■ EXERCISE DIRECTIONS: All of the data that follows should be retyped exactly, please, except the pictures.

━━━━━━━━

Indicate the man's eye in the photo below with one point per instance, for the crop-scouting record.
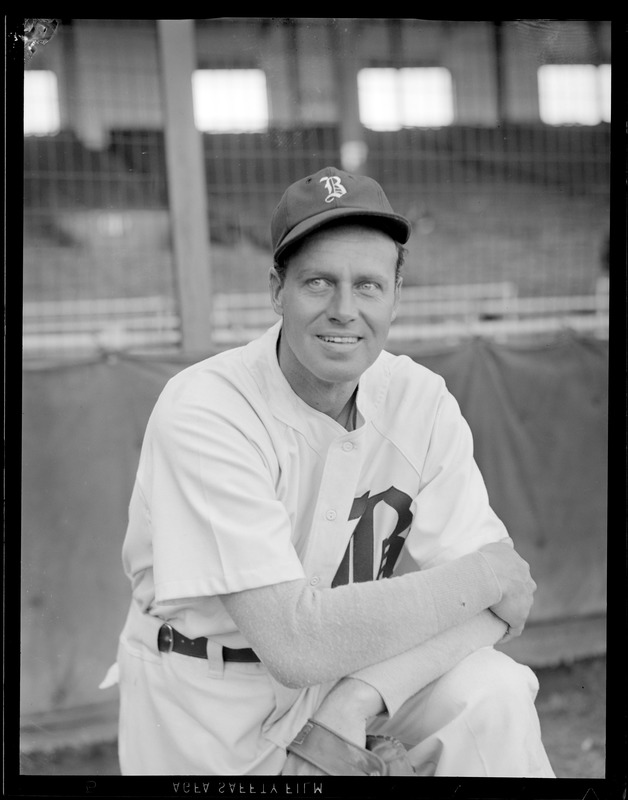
(317, 283)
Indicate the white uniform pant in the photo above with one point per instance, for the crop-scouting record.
(478, 720)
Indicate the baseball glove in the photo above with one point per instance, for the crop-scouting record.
(317, 750)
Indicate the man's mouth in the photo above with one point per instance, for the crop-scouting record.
(340, 339)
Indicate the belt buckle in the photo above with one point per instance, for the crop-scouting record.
(165, 639)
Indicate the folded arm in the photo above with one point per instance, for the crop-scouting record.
(306, 636)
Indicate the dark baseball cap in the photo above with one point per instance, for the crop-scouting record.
(327, 196)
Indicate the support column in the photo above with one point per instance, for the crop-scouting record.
(353, 147)
(186, 183)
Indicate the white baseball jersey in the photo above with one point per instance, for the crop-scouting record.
(241, 484)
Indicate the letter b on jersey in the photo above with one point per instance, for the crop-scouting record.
(358, 561)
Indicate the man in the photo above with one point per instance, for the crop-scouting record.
(310, 543)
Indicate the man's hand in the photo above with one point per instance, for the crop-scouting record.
(345, 710)
(513, 575)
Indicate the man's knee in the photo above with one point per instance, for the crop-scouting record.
(488, 680)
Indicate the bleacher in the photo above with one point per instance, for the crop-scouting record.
(447, 312)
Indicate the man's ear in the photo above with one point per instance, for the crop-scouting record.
(398, 283)
(275, 286)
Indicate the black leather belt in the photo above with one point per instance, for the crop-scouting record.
(171, 641)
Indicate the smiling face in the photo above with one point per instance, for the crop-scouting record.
(337, 298)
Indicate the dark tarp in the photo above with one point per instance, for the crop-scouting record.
(539, 417)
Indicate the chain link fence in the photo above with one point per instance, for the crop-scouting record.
(509, 202)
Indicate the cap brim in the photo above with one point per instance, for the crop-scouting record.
(396, 226)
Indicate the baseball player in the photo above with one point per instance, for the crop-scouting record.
(318, 577)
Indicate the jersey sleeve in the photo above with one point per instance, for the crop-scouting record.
(452, 515)
(216, 523)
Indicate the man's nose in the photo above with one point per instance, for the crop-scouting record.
(342, 307)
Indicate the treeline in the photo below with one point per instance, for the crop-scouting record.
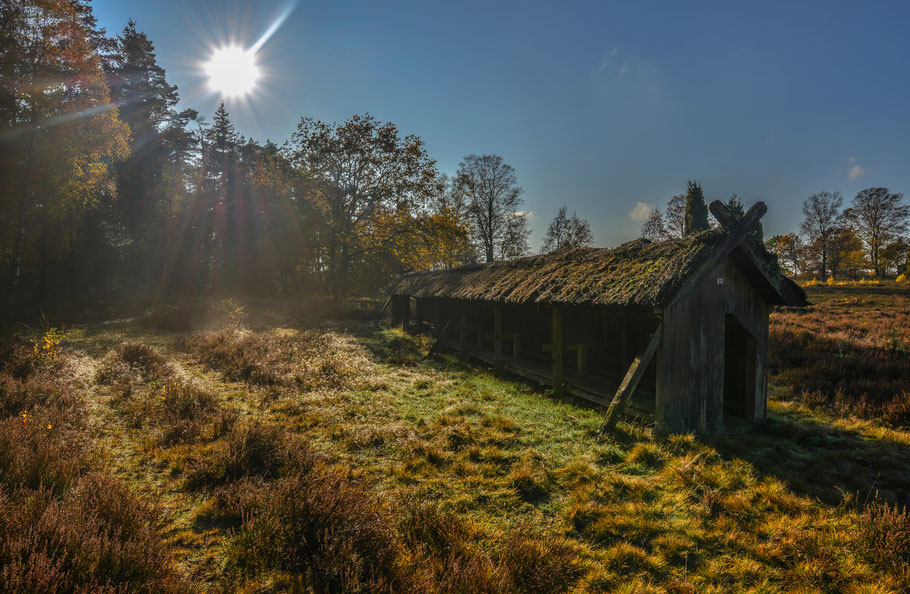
(868, 236)
(108, 191)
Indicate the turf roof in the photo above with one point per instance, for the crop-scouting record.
(637, 273)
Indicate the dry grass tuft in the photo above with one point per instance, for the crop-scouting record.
(884, 533)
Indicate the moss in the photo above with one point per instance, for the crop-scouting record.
(637, 273)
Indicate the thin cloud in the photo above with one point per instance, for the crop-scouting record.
(855, 170)
(640, 213)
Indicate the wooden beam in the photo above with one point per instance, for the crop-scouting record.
(497, 334)
(735, 235)
(439, 338)
(405, 311)
(384, 307)
(728, 220)
(630, 382)
(558, 318)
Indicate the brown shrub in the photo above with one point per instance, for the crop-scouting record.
(174, 317)
(323, 528)
(239, 356)
(884, 533)
(98, 537)
(35, 453)
(133, 361)
(251, 450)
(35, 391)
(179, 410)
(847, 356)
(537, 563)
(308, 360)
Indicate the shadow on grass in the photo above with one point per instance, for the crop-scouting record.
(823, 461)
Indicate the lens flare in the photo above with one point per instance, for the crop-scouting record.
(232, 71)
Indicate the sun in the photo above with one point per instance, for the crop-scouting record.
(232, 71)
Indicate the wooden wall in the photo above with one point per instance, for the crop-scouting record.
(690, 361)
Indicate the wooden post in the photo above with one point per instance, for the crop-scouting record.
(463, 327)
(497, 334)
(419, 306)
(558, 317)
(384, 307)
(630, 382)
(405, 311)
(396, 310)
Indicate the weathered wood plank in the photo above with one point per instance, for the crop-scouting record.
(384, 307)
(630, 381)
(558, 323)
(497, 334)
(728, 220)
(737, 233)
(439, 338)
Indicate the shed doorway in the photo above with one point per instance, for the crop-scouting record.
(739, 370)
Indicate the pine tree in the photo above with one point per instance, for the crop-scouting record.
(146, 102)
(59, 137)
(696, 210)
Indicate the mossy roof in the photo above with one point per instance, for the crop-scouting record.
(637, 273)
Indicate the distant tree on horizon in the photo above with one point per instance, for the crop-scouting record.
(367, 180)
(654, 228)
(60, 138)
(490, 187)
(696, 210)
(879, 217)
(675, 216)
(822, 219)
(789, 250)
(567, 232)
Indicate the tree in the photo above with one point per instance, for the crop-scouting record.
(675, 217)
(846, 255)
(654, 228)
(788, 249)
(494, 201)
(447, 227)
(696, 210)
(567, 233)
(60, 132)
(879, 217)
(822, 219)
(144, 180)
(365, 177)
(896, 256)
(515, 239)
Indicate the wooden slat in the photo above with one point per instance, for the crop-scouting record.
(558, 319)
(728, 220)
(630, 382)
(382, 311)
(497, 334)
(439, 338)
(739, 232)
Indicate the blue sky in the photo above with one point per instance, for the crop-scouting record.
(597, 105)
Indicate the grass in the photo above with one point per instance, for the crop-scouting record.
(359, 466)
(849, 353)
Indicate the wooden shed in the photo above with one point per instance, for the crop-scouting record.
(675, 331)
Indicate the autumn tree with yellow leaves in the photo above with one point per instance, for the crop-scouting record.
(59, 132)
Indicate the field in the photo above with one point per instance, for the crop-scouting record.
(236, 448)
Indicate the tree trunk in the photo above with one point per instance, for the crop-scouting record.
(19, 248)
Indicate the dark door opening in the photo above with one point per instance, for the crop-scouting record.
(739, 370)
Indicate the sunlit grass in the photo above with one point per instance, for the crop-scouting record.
(507, 475)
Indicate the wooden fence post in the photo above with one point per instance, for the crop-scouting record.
(558, 318)
(497, 334)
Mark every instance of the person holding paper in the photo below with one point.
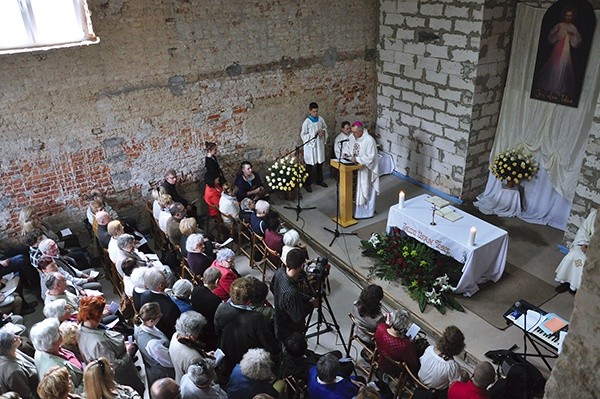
(568, 272)
(364, 151)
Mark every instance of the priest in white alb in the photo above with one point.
(568, 272)
(364, 151)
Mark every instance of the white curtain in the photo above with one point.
(556, 134)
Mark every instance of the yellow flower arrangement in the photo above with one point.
(285, 174)
(514, 165)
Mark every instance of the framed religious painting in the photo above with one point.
(563, 50)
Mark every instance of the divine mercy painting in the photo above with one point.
(563, 50)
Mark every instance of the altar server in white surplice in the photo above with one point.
(568, 272)
(364, 151)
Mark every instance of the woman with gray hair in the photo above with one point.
(182, 291)
(225, 262)
(47, 341)
(252, 375)
(17, 370)
(185, 348)
(393, 344)
(199, 257)
(198, 382)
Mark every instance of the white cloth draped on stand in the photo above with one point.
(556, 134)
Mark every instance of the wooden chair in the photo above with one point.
(368, 348)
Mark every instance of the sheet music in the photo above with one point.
(534, 319)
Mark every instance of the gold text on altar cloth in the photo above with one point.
(424, 238)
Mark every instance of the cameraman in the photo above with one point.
(292, 304)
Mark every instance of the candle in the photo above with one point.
(472, 234)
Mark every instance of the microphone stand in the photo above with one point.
(298, 208)
(336, 233)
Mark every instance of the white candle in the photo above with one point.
(472, 234)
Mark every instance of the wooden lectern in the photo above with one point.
(345, 218)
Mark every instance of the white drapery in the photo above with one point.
(556, 134)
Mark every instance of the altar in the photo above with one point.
(483, 261)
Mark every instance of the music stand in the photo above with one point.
(298, 208)
(336, 233)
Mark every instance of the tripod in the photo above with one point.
(298, 208)
(336, 233)
(321, 320)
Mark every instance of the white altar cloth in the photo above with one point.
(483, 261)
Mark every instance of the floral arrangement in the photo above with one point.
(514, 165)
(285, 174)
(426, 273)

━━━━━━━━

■ TASK ANSWER:
Indicate the man's eye in the photo below with one point per instance, for the crop-scouting record.
(317, 283)
Indicate the white uniform pant in the photo above with one point per instance, for the crop-scouting record.
(478, 720)
Indicate the baseball glove in the photo above with one point per instance, for the crop-scouting record.
(317, 750)
Indicate the man's mouth in the photo above with one point per instance, for the crop-scouting record.
(340, 339)
Indicate the belt buckle in the photo above with one point per instance, for the crop-scouting record.
(165, 639)
Indicate the folded arm in the photo above with one point per instance, for the crop-scouting record.
(306, 636)
Indicate the dark baseball cap in the photo above with one point per instance, for the crop-scouting record.
(327, 196)
Indicate the support column in the photo above with one point per instance, for the crop-scouting record.
(353, 147)
(186, 183)
Indicate the white baseball jersey in the photo above with one point per instance, for the crop-scouting record.
(241, 484)
Indicate the letter b on jersey in the photo above with one point per instance, for the crop-scouting record.
(358, 561)
Indicate the man in the photo above with one point per instance, for the crop-scouting record.
(310, 543)
Indicate the man's hand in the photo above with one point per instance, for the crop-scouting record.
(345, 710)
(513, 575)
Indicate the man's knee in the photo above with one point per instance, for the crop-scouting record.
(488, 680)
Indicate the bleacher in the photo above with one point per instance, for the crop-scouting record.
(447, 312)
Indicate the man's ear in the photo above with one point per instance, for the crop-scouting record.
(398, 283)
(275, 286)
Indicate the black leather belt in the photo above with one point per instance, for the crop-scouting record.
(171, 641)
Indicate the smiling face in the photo above with one point per instance, for the crop-scouting record.
(337, 298)
Indicate the dark tarp in the photo above with one point per instance, for the crop-scouting record.
(539, 417)
Indicate the chain link fence in the photo above with one point per instance, for the crop-scouting record.
(509, 202)
Indicate the cap brim in the photo above with one point per instance, for the crop-scouting record.
(396, 226)
Indicate the baseball player in the photo above with one point per instance, for the crop-scouting record.
(318, 577)
Indicate the jersey sleeve in the photo above with one point per instance, for the crop-scouting record.
(452, 515)
(216, 523)
Indicate the man's nose in the photo above with one point per instance, for the crop-scouting record.
(342, 307)
Indicate the treeline in the photo below with one point per instance, for the crop-scouting record.
(868, 236)
(108, 191)
Indicate the turf roof in the photo above with one point per instance, for the crop-scouting record.
(637, 273)
Indicate the dry grass tuft in the photo above with one point per instance, for the crop-scouting record.
(884, 533)
Indicate the moss in the photo above with one point per instance, for the crop-scouting record.
(637, 273)
Indicate the thin cloud in the photo above with one point per instance, for the crop-scouting record.
(855, 170)
(640, 213)
Indicate the wooden beam in the photo above with one point per instance, for the crop-scouting record.
(497, 334)
(735, 235)
(439, 338)
(405, 311)
(384, 307)
(728, 220)
(630, 382)
(558, 318)
Indicate the brown shrub in the photo above with one point per instance, for the crop-scouting record.
(174, 317)
(323, 528)
(239, 356)
(884, 533)
(98, 537)
(35, 453)
(133, 361)
(251, 450)
(35, 391)
(179, 410)
(847, 356)
(537, 563)
(308, 360)
Indicate the shadow on grass in the photo above with one point per instance, for the crop-scouting record.
(823, 461)
Indicate the lens flare in the photo above with one point per instance, for the crop-scouting record.
(232, 71)
Indicate the sun in the photo above with one point per instance, for the crop-scouting record.
(232, 71)
Indicate the wooden wall in the photo above with one point per instance, for the crop-scouting record.
(690, 361)
Indicate the wooden post in the photo above with one point per instance, for the crop-scouting record.
(463, 327)
(497, 334)
(419, 306)
(558, 317)
(384, 307)
(630, 382)
(405, 311)
(396, 310)
Indicate the weathered wood plank in the photo above with one point per instance, for the crop-scouting record.
(384, 307)
(630, 381)
(558, 323)
(497, 334)
(728, 220)
(737, 233)
(439, 338)
Indicate the shed doorway in the photo above with one point per instance, for the crop-scouting record.
(739, 370)
Indicate the pine tree in the photo above with one point per instance, for the crop-scouting record.
(146, 102)
(59, 137)
(696, 210)
Indicate the mossy roof in the photo above with one point per instance, for the crop-scouting record.
(637, 273)
Indicate the distant tree on horizon in the photo above with one point per instance, for the crop-scouting record.
(367, 180)
(654, 228)
(60, 138)
(490, 187)
(696, 210)
(879, 217)
(675, 216)
(822, 219)
(789, 250)
(567, 232)
Indicate the tree in the photo above with one point per instance, for the crop-scouting record.
(675, 217)
(846, 255)
(654, 228)
(788, 249)
(494, 201)
(447, 227)
(696, 210)
(567, 233)
(60, 132)
(879, 217)
(822, 219)
(144, 180)
(365, 177)
(896, 256)
(515, 239)
Indicate the wooden slat in the photo above with one point per instance, for the crop-scouting record.
(558, 319)
(728, 220)
(630, 382)
(382, 311)
(497, 334)
(439, 338)
(739, 232)
Indicate the blue sky in the photo above with one point per instance, for the crop-scouting record.
(597, 105)
Indicate the grass in the photo above with one point per instance, for the crop-scouting record.
(359, 466)
(849, 353)
Indicate the wooden shed in the photo above with one point per instance, for the crop-scouting record.
(675, 331)
Indicate the autumn tree with yellow leaves in the photo above with one point per instance, for the crop-scouting record.
(59, 132)
Indicate the field in the photo above with one point per instance, for the crop-scouting record.
(236, 448)
Indicate the tree trunk in the photo above with one point per instance, for the crop-scouting record.
(19, 248)
Indicate the dark door opening in the photo above with one point per instance, for the crop-scouting record.
(739, 370)
Indicate the sunlit grass in the photo above with one point per instance, for the crop-scouting record.
(507, 475)
Indicate the wooden fence post in the photo above with one point per instance, for the crop-scouting record.
(558, 318)
(497, 334)
Mark every instance of the person holding paper in the photo below with one point.
(568, 272)
(364, 151)
Mark every instance of the priest in white alb in the photo above with one point.
(568, 272)
(364, 151)
Mark every instance of the white curtain in the photo above with one point.
(556, 134)
Mark every instance of the yellow flower arrangement in the photo above with one point.
(285, 174)
(514, 165)
Mark every instance of the framed religious painting in the photo above with one point.
(563, 50)
Mark every instance of the divine mercy painting in the photo above with one point.
(563, 50)
Mark every instance of the altar server in white surplice in the photo above with one point.
(568, 272)
(364, 151)
Mark every instance of the woman with gray hair in the photo above with one point.
(182, 291)
(225, 262)
(47, 341)
(252, 375)
(17, 370)
(185, 348)
(393, 344)
(199, 257)
(198, 382)
Mark every instance of the white cloth draped on stand in the photo above with one point.
(556, 134)
Mark every instance of the wooden chair in the photo above with one point.
(368, 348)
Mark every instance of the sheet music in the photo above with one point.
(534, 319)
Mark every instance of the gold text on altar cloth in the photo above with one point.
(424, 238)
Mark every instance of the cameraman in the photo above with one point.
(292, 304)
Mark every instance of the candle in the photo above with one point.
(472, 234)
Mark every instance of the microphone stand in the photo above with one point.
(298, 208)
(336, 233)
Mark every instance of the white candle in the photo above with one point.
(472, 234)
Mark every instance of the wooden lectern in the photo above with one point.
(345, 218)
Mark every instance of the white drapery in the photo above with one point.
(556, 134)
Mark every instance of the altar in the photo above with one point.
(483, 261)
Mark every instance of the music stand in the photo above with one point.
(298, 208)
(336, 233)
Mark every instance of the tripod in the photo above with one point.
(298, 208)
(336, 233)
(321, 320)
Mark every instance of the white altar cloth in the photo above with one point.
(483, 261)
Mark every instance of the floral arrangement in the photo above with one point.
(514, 165)
(285, 174)
(426, 273)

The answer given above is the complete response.